(Point-per-instance localization data)
━━━━━━━━━━━━━━━━

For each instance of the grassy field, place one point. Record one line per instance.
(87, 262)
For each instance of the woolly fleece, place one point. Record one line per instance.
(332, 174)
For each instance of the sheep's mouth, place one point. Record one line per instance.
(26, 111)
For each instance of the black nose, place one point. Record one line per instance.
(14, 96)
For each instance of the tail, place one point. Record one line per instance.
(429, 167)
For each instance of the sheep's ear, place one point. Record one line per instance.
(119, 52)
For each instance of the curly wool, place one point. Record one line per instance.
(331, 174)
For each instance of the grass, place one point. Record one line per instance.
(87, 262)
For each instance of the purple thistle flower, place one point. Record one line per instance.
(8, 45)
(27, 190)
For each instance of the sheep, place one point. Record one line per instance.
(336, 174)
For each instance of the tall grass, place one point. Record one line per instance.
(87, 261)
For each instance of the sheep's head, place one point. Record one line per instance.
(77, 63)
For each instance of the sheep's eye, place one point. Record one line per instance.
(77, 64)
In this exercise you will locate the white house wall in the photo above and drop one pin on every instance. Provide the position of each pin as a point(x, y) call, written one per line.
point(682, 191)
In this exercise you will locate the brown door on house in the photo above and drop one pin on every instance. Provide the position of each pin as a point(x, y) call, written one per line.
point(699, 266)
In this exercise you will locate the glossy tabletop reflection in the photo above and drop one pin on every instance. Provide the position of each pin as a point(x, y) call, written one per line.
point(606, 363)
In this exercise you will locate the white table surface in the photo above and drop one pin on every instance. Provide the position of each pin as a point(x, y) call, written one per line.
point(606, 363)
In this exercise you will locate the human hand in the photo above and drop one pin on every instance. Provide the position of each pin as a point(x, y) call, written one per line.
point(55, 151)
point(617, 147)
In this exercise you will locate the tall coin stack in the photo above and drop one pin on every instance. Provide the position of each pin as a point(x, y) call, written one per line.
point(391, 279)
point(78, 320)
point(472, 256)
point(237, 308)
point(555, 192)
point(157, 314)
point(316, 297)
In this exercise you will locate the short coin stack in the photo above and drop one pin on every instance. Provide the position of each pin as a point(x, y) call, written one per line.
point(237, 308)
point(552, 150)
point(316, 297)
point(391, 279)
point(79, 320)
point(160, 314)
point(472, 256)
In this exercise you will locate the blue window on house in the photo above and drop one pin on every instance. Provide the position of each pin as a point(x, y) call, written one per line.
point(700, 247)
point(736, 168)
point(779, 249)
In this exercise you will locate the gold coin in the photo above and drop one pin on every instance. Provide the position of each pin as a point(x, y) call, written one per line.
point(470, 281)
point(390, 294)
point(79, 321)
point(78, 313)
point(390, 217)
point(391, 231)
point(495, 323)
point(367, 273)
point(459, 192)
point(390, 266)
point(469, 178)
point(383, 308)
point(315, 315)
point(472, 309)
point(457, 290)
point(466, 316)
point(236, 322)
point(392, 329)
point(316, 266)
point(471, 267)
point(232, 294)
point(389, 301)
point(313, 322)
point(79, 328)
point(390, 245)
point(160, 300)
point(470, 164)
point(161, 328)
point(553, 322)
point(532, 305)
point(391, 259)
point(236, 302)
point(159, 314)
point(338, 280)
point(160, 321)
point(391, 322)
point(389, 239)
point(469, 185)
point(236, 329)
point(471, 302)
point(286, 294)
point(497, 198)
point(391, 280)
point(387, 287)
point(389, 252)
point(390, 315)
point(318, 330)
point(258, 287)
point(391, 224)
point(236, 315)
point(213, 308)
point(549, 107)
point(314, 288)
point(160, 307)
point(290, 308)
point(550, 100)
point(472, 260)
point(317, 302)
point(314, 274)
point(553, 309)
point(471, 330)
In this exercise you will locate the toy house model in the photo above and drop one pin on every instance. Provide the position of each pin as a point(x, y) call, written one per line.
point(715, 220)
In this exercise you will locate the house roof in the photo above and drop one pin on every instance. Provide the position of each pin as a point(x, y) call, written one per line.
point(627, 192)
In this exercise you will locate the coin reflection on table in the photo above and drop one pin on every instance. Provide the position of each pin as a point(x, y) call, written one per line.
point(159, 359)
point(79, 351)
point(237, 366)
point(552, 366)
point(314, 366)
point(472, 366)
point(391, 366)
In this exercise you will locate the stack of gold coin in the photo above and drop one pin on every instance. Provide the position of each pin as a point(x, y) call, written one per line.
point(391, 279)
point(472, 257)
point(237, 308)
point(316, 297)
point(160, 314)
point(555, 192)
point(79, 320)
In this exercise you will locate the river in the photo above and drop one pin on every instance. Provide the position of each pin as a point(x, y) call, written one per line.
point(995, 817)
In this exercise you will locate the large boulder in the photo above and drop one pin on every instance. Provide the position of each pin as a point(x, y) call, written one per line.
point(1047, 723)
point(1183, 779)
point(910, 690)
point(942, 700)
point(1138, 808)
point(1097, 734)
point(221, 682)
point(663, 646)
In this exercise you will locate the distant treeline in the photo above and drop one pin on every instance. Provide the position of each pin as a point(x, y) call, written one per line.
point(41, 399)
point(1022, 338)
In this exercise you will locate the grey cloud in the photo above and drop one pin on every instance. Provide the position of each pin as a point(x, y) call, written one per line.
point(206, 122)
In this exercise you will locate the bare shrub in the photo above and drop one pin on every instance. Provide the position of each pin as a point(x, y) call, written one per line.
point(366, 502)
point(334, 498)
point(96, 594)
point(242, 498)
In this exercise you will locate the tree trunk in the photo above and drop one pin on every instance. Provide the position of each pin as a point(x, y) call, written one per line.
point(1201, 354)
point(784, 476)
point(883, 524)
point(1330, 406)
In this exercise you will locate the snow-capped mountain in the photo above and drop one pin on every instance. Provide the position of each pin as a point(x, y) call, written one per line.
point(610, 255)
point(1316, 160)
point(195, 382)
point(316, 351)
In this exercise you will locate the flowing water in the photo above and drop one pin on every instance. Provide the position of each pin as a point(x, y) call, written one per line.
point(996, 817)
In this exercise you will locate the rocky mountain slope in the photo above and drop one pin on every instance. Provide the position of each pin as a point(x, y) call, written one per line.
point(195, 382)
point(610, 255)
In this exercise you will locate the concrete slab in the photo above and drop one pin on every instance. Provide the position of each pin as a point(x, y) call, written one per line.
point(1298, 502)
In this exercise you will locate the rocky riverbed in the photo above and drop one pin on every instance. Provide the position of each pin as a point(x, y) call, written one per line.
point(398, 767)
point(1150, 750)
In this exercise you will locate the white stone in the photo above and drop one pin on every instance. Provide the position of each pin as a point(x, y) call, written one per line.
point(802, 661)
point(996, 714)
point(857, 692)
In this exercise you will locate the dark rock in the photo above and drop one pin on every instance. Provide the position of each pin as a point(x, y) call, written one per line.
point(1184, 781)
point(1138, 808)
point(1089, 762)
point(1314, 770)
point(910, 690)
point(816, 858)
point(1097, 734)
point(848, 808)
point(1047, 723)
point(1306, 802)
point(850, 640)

━━━━━━━━━━━━━━━━

### Exercise aim
Write the complete data out, exactly as above.

### Exercise solution
For each instance of the grassy field, place one point. Record one line per instance.
(87, 262)
For each instance of the woolly fleece, place one point. Record one line per instance.
(332, 174)
For each instance of the sheep's mouth, place one point. Record one line per instance.
(26, 111)
For each instance of the black nose, place one point. Record one line per instance.
(14, 96)
For each instance of the tail, place one point. Record one line per instance.
(429, 167)
For each instance of the sheep's ear, place one point. Record one line per instance.
(119, 52)
For each instance of the curly wool, place one point. Record one line per instance.
(331, 174)
For each instance of the grass, place one point. Record one line per instance.
(87, 262)
For each instance of the purple thistle flower, place one point. Record one line per instance.
(8, 45)
(27, 190)
For each instance of the sheep, place one point. Record one line per instance.
(336, 174)
For each instance of the tall grass, place one point. Record one line per instance.
(87, 261)
For each instance of the sheep's head, place one point. Record one line per instance.
(77, 63)
For each instance of the sheep's eye, place one point. Record one line per instance.
(77, 64)
In this exercise you will locate the white house wall in the photo above and drop one pin on every instance. Provide the position of each pin as a point(x, y) call, written one per line.
point(682, 191)
In this exercise you will locate the brown door on house in the photo above and drop one pin on every instance. Provide the position of each pin as a point(x, y) call, written one per line.
point(699, 266)
In this exercise you will locate the glossy tabletop reflection in the photo above and drop one pin on every instance. Provide the position of each pin as a point(x, y) call, written one per line.
point(606, 363)
In this exercise you will locate the white table surface in the photo above and drop one pin on every instance. Provide the position of each pin as a point(x, y) call, written one per line.
point(606, 363)
In this exercise you will locate the human hand in the photo above and drop one pin on every instance. Provide the position of each pin as a point(x, y) call, written one per line.
point(55, 151)
point(617, 147)
In this exercise you will locate the tall coin stack in the photo above and drop one pin on every instance. Provide the position of each pin as a point(x, y) call, written one per line.
point(391, 279)
point(78, 320)
point(472, 256)
point(237, 308)
point(555, 192)
point(157, 314)
point(316, 297)
In this exercise you will locate the short coin stack in the photo above and drop one pin on every instance. Provide the position of each pin as a point(x, y) call, written one per line.
point(237, 308)
point(552, 150)
point(316, 297)
point(391, 279)
point(79, 320)
point(160, 314)
point(472, 256)
In this exercise you will locate the blue window on house in the photo above and drop one pin on every instance. Provide the position of each pin as a point(x, y) call, written one per line.
point(700, 247)
point(736, 168)
point(779, 249)
In this exercise you will locate the gold coin in the photo above and drop one pin on every instance. Provide the position of each pin as a point(x, y) call, written one per line.
point(470, 281)
point(390, 294)
point(79, 321)
point(78, 313)
point(390, 217)
point(391, 231)
point(495, 323)
point(367, 273)
point(459, 192)
point(390, 266)
point(469, 178)
point(383, 308)
point(315, 315)
point(472, 309)
point(457, 290)
point(466, 316)
point(236, 322)
point(392, 329)
point(316, 266)
point(471, 267)
point(232, 294)
point(389, 301)
point(313, 322)
point(79, 328)
point(390, 245)
point(160, 300)
point(470, 164)
point(161, 328)
point(553, 322)
point(532, 305)
point(391, 259)
point(236, 302)
point(159, 314)
point(338, 280)
point(160, 321)
point(391, 322)
point(389, 239)
point(469, 185)
point(236, 329)
point(471, 302)
point(286, 294)
point(497, 198)
point(391, 280)
point(387, 287)
point(389, 252)
point(390, 315)
point(318, 330)
point(258, 287)
point(391, 224)
point(236, 315)
point(213, 308)
point(549, 107)
point(314, 288)
point(160, 307)
point(290, 308)
point(550, 100)
point(472, 260)
point(317, 302)
point(314, 274)
point(553, 309)
point(471, 330)
In this exercise you will locate the toy house model in the photo above and drop one pin on every instance. Provide the position of each pin as a point(x, y) call, written one per line.
point(715, 220)
In this exercise you will locate the house roof in the photo above and drop one pin on every instance. Provide the position of each pin as a point(x, y) call, written one per line.
point(627, 192)
In this exercise you will locate the coin reflection on table in the photo above and drop one pin on every instance. Provide the position of each pin as a point(x, y) call, written one per line.
point(159, 359)
point(79, 351)
point(237, 366)
point(552, 366)
point(314, 366)
point(472, 366)
point(391, 366)
In this exercise you will locate the stack of gold coin in the photo above and drop one pin on every instance. Provide the position of each pin as a point(x, y) call, written one per line.
point(391, 279)
point(472, 257)
point(237, 308)
point(316, 297)
point(160, 314)
point(555, 192)
point(79, 320)
In this exercise you will locate the river in the photo above and drop one pin on every instance. Provide the position of each pin as a point(x, y) call, written one per line.
point(995, 817)
In this exercise you will locate the large boulder in the photo above and drop one pin on every instance. Provide the position of each pin as a point(x, y) call, written one per line.
point(1047, 723)
point(1183, 779)
point(910, 690)
point(942, 700)
point(1138, 808)
point(1097, 734)
point(221, 682)
point(663, 646)
In this exercise you will locate the distant treeline in the photo above and drop one pin on every instance. Provide the position of each pin as a point(x, y) call, written one per line.
point(41, 399)
point(1022, 338)
In this exercise you will locate the grey cloud in the photo above and drop one pin on every instance. Provide the position of each pin as a point(x, y) call, written one per line.
point(206, 122)
In this exercise you will locate the bare shrub in the photo above and drop one pin on every instance. Provide the position of each pin as a point(x, y) call, written one per line.
point(366, 502)
point(334, 498)
point(96, 594)
point(242, 498)
In this exercise you will locate the tree trunk in the photo above and drop one pin on every instance. Provide the position of each pin as a point(x, y) call, written one per line.
point(1201, 354)
point(784, 476)
point(883, 524)
point(1330, 406)
In this exercise you will locate the snow-capped mountain in the photo above and drop one pin on every instance. Provide the position of each pin as a point(x, y) call, written one per line.
point(610, 255)
point(1316, 160)
point(195, 382)
point(316, 351)
In this exercise you will locate the flowing water in the photo above and drop one pin on every instance. Provide the position of each pin as a point(x, y) call, written one per line.
point(996, 817)
In this exercise you will locate the rocky mountain slope in the photo above and drop one pin on every instance. Provide the position of each pin as a point(x, y) call, written one per line.
point(195, 382)
point(610, 255)
In this exercise you will locate the concrete slab in the photo above and drop one pin on every instance. Provide the position of each pin as a point(x, y) call, written one per line.
point(1298, 502)
In this exercise you will locate the rocky riverbed in the photo above and drop one pin on every instance. Provide the position of each pin as a point(x, y) call, written one per line.
point(398, 767)
point(1150, 750)
In this exercise you will locate the white stone in the photo above and drop one pin on every instance. Provide the position of each pin as a point(x, y) call, written one per line.
point(802, 661)
point(996, 714)
point(857, 692)
In this exercise you will locate the dark rock in the photo above and drop one pin on every instance. Provide the position of each pin as a point(x, y) call, written one per line.
point(1184, 781)
point(1138, 808)
point(1089, 762)
point(1314, 770)
point(910, 690)
point(816, 858)
point(1097, 734)
point(848, 808)
point(1047, 723)
point(1306, 802)
point(850, 640)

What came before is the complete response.